▶ **TASK PROMPT**: Pick out every line in the records below that contains the string "door", and copy each of those lines in full.

Records from a dataset:

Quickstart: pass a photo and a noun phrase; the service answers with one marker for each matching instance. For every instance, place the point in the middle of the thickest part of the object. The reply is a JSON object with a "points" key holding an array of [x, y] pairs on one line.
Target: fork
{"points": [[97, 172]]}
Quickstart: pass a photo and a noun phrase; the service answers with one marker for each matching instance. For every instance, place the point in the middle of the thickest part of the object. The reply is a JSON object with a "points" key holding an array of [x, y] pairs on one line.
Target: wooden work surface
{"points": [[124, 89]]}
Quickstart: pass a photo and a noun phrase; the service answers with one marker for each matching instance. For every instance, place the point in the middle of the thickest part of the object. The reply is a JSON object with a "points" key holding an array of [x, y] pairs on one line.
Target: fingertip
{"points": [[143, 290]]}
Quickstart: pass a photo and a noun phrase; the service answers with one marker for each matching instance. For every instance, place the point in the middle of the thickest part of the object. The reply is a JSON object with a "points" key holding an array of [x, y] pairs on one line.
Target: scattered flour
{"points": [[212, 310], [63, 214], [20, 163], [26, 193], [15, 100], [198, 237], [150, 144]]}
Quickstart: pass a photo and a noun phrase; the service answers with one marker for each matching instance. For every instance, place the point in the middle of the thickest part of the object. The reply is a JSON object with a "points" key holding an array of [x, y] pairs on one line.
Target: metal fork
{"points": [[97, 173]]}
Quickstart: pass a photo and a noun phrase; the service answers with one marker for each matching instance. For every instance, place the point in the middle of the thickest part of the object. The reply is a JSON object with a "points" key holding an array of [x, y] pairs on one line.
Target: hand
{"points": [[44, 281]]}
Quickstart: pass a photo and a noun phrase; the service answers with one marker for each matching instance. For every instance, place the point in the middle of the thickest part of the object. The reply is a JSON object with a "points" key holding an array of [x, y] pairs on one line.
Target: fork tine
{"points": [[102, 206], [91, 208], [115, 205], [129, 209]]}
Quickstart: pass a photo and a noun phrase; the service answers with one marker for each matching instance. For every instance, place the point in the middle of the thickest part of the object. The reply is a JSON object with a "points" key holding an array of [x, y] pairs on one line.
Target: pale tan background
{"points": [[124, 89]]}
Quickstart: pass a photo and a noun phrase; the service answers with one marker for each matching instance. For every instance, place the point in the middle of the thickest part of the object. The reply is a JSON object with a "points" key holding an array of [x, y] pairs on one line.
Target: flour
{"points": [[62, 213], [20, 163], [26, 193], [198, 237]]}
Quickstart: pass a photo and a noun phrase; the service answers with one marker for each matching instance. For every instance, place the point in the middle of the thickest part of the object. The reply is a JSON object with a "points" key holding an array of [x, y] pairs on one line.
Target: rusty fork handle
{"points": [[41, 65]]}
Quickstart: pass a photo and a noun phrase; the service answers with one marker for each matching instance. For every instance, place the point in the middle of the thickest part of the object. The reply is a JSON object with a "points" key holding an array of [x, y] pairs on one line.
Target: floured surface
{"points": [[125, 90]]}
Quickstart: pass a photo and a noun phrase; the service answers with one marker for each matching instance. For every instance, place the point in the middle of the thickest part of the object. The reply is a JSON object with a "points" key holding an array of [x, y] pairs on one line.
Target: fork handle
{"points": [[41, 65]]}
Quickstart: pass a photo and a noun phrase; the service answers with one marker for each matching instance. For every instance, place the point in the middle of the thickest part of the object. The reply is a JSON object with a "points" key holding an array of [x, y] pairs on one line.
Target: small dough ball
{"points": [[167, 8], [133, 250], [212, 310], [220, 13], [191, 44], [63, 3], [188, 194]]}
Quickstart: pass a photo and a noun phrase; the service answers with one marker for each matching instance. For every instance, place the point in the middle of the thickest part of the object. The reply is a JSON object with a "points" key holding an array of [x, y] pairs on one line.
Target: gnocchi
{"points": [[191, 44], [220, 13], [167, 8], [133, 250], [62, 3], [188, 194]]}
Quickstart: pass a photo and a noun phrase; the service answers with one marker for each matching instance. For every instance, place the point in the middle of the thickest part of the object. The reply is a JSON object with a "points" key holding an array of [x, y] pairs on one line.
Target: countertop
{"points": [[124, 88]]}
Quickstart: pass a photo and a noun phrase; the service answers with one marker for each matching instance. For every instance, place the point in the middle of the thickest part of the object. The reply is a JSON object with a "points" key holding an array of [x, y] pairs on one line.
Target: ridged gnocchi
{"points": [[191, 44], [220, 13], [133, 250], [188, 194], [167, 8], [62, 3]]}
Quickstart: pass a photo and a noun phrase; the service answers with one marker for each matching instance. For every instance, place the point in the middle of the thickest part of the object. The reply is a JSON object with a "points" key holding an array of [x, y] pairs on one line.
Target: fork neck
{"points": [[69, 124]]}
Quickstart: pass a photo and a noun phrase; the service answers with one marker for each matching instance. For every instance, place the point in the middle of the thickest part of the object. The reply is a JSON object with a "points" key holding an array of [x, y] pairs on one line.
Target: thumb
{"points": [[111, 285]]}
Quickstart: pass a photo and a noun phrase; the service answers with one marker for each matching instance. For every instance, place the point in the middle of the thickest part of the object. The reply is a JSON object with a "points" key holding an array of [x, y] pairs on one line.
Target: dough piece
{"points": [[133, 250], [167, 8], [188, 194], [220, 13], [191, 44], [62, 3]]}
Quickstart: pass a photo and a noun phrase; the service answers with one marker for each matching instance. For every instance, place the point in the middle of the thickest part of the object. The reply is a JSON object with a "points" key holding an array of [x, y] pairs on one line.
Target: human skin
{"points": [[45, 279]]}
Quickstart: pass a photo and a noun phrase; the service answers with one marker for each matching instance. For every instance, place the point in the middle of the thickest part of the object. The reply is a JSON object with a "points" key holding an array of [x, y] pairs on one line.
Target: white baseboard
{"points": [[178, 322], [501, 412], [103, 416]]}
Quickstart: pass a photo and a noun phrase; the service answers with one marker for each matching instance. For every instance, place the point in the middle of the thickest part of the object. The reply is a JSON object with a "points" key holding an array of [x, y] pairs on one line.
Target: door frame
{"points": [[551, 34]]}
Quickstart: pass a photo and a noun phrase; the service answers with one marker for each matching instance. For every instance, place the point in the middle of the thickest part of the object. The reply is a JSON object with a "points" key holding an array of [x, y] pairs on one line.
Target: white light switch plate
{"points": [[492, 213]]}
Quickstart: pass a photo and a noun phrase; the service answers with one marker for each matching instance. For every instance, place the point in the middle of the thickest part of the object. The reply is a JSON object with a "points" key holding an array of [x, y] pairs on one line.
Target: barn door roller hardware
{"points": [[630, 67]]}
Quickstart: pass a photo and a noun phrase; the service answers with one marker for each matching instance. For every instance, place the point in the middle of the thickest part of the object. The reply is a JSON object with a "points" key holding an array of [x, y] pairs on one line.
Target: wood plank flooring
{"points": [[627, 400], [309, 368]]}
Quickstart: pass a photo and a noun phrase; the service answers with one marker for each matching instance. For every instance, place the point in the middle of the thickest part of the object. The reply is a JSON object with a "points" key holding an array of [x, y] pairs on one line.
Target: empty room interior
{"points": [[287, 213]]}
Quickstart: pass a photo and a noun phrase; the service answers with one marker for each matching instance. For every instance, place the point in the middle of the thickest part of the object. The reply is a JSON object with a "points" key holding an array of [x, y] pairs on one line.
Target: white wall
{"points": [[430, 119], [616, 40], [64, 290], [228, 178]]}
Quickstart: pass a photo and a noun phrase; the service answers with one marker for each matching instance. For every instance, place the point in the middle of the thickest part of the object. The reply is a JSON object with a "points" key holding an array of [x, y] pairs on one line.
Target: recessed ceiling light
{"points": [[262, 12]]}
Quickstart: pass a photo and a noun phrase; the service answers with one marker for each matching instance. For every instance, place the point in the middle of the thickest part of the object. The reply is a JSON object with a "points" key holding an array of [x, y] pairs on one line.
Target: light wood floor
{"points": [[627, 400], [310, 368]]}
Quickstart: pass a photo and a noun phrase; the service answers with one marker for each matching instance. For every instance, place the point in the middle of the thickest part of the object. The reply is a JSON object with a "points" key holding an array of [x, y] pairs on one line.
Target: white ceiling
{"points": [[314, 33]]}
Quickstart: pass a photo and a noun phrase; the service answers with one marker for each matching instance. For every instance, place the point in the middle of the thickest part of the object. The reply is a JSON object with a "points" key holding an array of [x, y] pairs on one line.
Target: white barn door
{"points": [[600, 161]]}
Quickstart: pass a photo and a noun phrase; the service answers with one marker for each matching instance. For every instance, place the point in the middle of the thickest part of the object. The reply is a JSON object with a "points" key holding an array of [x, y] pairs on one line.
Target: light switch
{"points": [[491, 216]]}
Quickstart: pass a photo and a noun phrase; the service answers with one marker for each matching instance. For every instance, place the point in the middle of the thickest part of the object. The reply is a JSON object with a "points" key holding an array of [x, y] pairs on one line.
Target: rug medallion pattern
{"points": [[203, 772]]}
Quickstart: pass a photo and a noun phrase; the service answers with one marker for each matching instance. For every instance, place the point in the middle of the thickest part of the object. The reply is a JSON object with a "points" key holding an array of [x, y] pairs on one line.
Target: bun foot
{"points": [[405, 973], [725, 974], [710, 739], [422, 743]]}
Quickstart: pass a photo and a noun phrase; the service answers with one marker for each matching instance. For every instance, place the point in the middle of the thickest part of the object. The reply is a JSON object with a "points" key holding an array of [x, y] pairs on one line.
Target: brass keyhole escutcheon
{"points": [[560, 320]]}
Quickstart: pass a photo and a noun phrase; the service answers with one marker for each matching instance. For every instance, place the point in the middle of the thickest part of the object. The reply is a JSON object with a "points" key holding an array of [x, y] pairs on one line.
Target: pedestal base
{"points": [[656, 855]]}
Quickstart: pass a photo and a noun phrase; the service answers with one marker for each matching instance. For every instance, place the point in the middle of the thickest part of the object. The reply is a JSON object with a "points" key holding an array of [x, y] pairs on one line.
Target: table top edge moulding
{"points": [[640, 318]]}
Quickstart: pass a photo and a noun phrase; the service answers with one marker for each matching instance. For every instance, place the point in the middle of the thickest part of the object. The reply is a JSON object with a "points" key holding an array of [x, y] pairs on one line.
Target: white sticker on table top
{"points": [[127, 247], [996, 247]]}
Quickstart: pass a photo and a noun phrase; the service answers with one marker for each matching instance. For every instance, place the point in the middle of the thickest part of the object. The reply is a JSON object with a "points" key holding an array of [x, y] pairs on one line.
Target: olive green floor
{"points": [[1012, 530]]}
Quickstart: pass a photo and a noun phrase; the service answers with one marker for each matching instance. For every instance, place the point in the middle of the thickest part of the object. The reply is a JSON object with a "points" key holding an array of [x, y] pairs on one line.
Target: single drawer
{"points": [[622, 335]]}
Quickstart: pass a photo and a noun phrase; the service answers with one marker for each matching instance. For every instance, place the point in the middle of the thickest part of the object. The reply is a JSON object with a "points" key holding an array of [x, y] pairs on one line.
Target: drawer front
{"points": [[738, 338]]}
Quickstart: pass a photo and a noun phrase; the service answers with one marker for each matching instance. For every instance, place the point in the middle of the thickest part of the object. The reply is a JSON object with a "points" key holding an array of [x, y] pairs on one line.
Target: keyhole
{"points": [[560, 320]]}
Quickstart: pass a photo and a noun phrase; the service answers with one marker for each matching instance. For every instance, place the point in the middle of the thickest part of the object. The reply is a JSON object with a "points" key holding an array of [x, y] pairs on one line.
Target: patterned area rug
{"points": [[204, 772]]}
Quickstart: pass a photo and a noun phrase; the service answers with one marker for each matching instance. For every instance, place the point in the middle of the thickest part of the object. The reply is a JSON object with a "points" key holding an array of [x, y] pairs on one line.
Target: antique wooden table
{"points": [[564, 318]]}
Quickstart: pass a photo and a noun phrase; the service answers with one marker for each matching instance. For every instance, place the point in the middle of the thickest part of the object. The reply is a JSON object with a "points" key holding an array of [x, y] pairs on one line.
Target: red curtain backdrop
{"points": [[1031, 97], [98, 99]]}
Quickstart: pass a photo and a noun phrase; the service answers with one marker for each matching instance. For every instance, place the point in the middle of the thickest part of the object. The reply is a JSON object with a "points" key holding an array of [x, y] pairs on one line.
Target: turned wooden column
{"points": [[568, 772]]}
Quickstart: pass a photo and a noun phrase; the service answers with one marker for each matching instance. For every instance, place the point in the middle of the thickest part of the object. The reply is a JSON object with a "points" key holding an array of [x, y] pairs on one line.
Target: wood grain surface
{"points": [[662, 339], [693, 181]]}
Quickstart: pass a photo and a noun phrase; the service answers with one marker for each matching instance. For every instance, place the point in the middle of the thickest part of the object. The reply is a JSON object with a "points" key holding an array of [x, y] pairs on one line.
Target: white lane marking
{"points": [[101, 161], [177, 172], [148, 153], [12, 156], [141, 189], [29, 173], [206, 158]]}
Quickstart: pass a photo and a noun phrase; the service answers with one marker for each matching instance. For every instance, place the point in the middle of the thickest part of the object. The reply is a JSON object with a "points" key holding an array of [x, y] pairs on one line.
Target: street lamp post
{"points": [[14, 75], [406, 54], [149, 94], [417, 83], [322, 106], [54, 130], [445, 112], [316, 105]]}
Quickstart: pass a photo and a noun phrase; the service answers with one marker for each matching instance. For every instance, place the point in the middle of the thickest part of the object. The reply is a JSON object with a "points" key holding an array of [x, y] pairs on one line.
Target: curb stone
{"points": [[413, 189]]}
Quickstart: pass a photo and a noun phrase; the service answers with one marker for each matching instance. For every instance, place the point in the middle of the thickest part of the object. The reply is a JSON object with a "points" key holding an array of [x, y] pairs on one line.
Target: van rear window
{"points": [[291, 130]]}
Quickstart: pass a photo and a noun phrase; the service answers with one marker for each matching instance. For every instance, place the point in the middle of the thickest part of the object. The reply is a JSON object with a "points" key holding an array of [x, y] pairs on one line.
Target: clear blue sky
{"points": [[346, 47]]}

▶ **OUTPUT BELOW**:
Target: door frame
Target: barn door roller hardware
Target: white barn door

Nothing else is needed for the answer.